Pointing and labeling entries
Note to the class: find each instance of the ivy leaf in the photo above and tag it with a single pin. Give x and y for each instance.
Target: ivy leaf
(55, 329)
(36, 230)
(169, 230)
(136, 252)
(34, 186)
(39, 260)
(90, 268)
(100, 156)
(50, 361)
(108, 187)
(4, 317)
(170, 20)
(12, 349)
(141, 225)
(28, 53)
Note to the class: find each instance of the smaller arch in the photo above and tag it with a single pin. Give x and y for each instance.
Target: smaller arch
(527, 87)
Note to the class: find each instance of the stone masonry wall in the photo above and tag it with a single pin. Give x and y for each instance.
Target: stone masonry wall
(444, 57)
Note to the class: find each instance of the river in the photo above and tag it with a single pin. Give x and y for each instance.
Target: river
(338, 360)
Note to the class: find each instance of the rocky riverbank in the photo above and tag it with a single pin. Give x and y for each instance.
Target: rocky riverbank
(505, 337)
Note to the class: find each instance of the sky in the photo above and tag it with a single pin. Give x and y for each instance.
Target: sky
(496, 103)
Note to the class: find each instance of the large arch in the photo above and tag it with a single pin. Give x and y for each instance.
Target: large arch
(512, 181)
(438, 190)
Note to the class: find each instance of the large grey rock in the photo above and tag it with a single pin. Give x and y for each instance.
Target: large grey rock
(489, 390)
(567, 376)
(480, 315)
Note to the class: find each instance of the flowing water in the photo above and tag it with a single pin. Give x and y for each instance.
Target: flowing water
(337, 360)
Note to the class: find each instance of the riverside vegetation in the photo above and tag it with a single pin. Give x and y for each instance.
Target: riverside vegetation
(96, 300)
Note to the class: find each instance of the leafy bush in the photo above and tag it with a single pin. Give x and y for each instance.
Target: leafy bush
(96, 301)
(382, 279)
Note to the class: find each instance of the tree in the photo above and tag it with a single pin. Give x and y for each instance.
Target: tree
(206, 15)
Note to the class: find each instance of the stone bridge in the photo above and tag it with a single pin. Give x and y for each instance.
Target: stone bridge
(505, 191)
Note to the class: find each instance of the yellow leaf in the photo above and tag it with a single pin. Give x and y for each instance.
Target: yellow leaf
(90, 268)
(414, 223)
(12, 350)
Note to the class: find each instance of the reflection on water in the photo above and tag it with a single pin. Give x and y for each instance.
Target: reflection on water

JOB: Write out all the lines above, word for word, with nothing changed.

EXERCISE ANSWER:
Note to the class: find each instance of the ivy leaf in the photo above and tag it with a single pin. Give x and y for each instance.
Target: ivy leaf
(55, 329)
(36, 230)
(169, 230)
(136, 252)
(34, 186)
(39, 260)
(90, 268)
(100, 156)
(50, 361)
(108, 187)
(4, 317)
(170, 20)
(12, 349)
(141, 225)
(28, 53)
Note to the class: find each instance of the smaller arch in the photo above and tag it with a single pin. Give x and y for each instance.
Target: smaller arch
(527, 87)
Note to the class: find each instance of the stone masonry wall in the photo above and tag it with a single pin. Give x and y for each instance.
Target: stone masonry wall
(444, 57)
Note to the class: find each instance of the river in the photo above and tag it with a single pin. Give x and y for each instance.
Target: river
(338, 360)
Note to the class: find each instance of the rocky riverbank in the photo above and tag it with a single pin. Give x and y for each instance.
Target: rocky riverbank
(505, 337)
Note to the class: find each instance of the sky in the photo above and tag it with a single pin. Give x and y for each instance.
Target: sky
(496, 103)
Note to the class: find each instance of the large arch in the photo above and tag it with a single pin. Give x and y for each instance.
Target: large arch
(512, 181)
(438, 190)
Note to the class: find each instance of the large grey rock in the photo above and tag it with a single pin. Give x and y for each instance.
Target: large grey rock
(489, 390)
(567, 376)
(480, 315)
Note to the class: find each instance of the flowing water in the photo above and tag it with a single pin. Give x and y for each instance.
Target: flowing water
(337, 360)
Note to the class: find each instance of the riverside vegetation in the photo above and tag it with a single pin. Give x and y for each instance.
Target: riverside vegetation
(96, 300)
Note to the class: find each instance of the leafy bush in the photo above and tag it with a single pin. Give x and y for each instance.
Target: leafy bush
(96, 301)
(382, 279)
Note to the class: find each instance of the tree in the photo above and tag it with a single pin. Give x and y for each instance.
Target: tree
(206, 15)
Note to the class: find each instance of the stone bridge in the photo above and tag it with a single pin. Give x and y for each instance.
Target: stone bridge
(505, 191)
Note to the class: find each instance of the yellow leaf in the photo above and tag it with a single pin. Give x and y for each instance.
Target: yellow leaf
(90, 268)
(414, 223)
(12, 350)
Note to the class: find each instance of the reflection on water in the photo above and tag it with a single pin. Give x and y for each instance.
Target: reflection on water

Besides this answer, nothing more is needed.